Data to use:
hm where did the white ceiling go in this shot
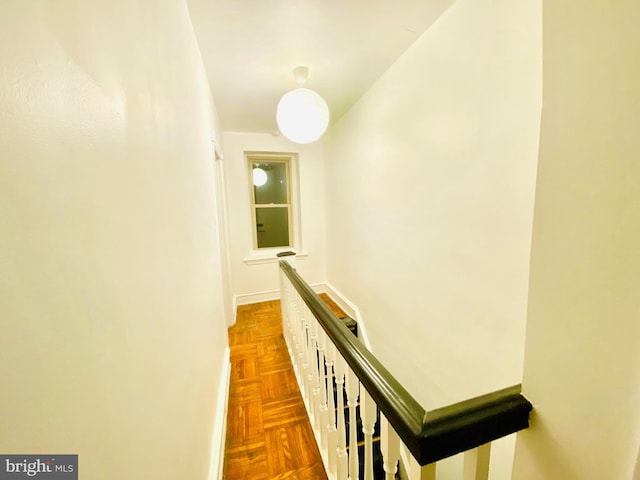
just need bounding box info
[187,0,455,134]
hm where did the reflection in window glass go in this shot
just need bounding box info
[253,162,288,204]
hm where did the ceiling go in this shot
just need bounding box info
[187,0,455,134]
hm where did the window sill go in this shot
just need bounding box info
[243,250,308,265]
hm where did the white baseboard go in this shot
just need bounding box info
[323,282,372,350]
[230,296,237,328]
[234,289,280,307]
[233,283,327,313]
[309,282,327,294]
[208,347,231,480]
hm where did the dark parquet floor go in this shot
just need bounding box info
[223,295,346,479]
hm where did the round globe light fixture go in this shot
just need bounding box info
[253,167,267,187]
[276,66,330,144]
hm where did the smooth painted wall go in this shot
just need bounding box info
[222,132,326,306]
[325,0,541,411]
[0,2,228,479]
[324,1,541,477]
[512,2,640,479]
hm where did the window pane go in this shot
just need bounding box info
[253,162,288,204]
[256,207,289,248]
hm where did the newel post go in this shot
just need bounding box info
[276,250,297,269]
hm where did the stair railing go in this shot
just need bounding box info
[278,256,532,480]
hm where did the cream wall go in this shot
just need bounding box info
[512,2,640,479]
[324,1,541,477]
[222,132,326,308]
[0,2,228,479]
[325,0,541,411]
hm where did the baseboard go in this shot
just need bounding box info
[233,283,327,312]
[323,282,372,350]
[230,295,237,328]
[208,346,231,480]
[309,282,327,294]
[234,289,280,307]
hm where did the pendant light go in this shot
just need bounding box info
[276,66,330,144]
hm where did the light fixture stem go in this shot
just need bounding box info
[293,65,309,86]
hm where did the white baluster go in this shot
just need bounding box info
[463,443,491,480]
[326,342,338,477]
[345,367,360,480]
[300,307,311,405]
[309,311,322,431]
[317,329,329,454]
[334,355,349,479]
[304,307,315,419]
[360,387,377,480]
[380,414,400,480]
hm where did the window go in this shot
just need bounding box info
[247,153,297,250]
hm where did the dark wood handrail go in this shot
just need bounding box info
[279,260,532,466]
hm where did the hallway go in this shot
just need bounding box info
[223,300,327,479]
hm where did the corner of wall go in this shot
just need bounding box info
[323,282,372,350]
[207,346,231,480]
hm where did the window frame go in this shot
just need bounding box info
[245,152,301,258]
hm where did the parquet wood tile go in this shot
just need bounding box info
[226,400,265,449]
[230,357,259,382]
[261,369,300,402]
[264,421,322,474]
[223,299,328,479]
[228,378,261,404]
[262,397,309,430]
[268,465,327,480]
[224,442,269,480]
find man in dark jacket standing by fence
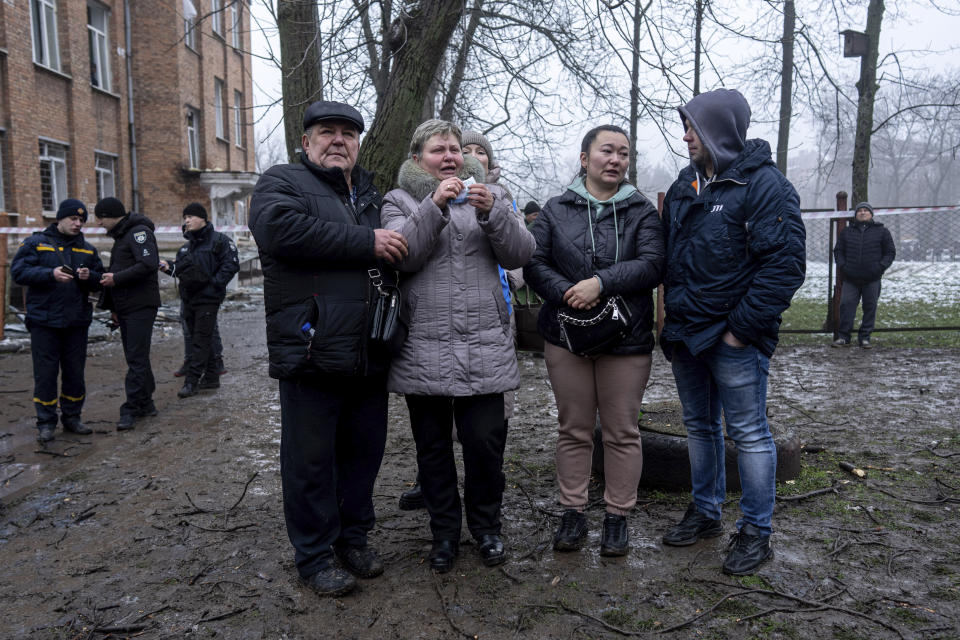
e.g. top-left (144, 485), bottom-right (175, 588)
top-left (659, 89), bottom-right (806, 575)
top-left (160, 203), bottom-right (239, 397)
top-left (95, 197), bottom-right (161, 431)
top-left (832, 202), bottom-right (895, 348)
top-left (11, 199), bottom-right (103, 442)
top-left (249, 101), bottom-right (408, 597)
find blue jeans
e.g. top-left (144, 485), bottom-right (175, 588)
top-left (670, 340), bottom-right (776, 535)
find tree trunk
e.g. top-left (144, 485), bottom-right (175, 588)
top-left (851, 0), bottom-right (884, 205)
top-left (776, 0), bottom-right (795, 175)
top-left (628, 0), bottom-right (643, 185)
top-left (693, 0), bottom-right (704, 96)
top-left (440, 0), bottom-right (483, 121)
top-left (359, 1), bottom-right (466, 195)
top-left (278, 0), bottom-right (323, 162)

Exercise instructions:
Among the lines of the data, identify those with the word "parquet". Copy each of them.

Written reply:
hm where did the dark parquet floor go in this shot
hm where did the parquet wood tile go in this shot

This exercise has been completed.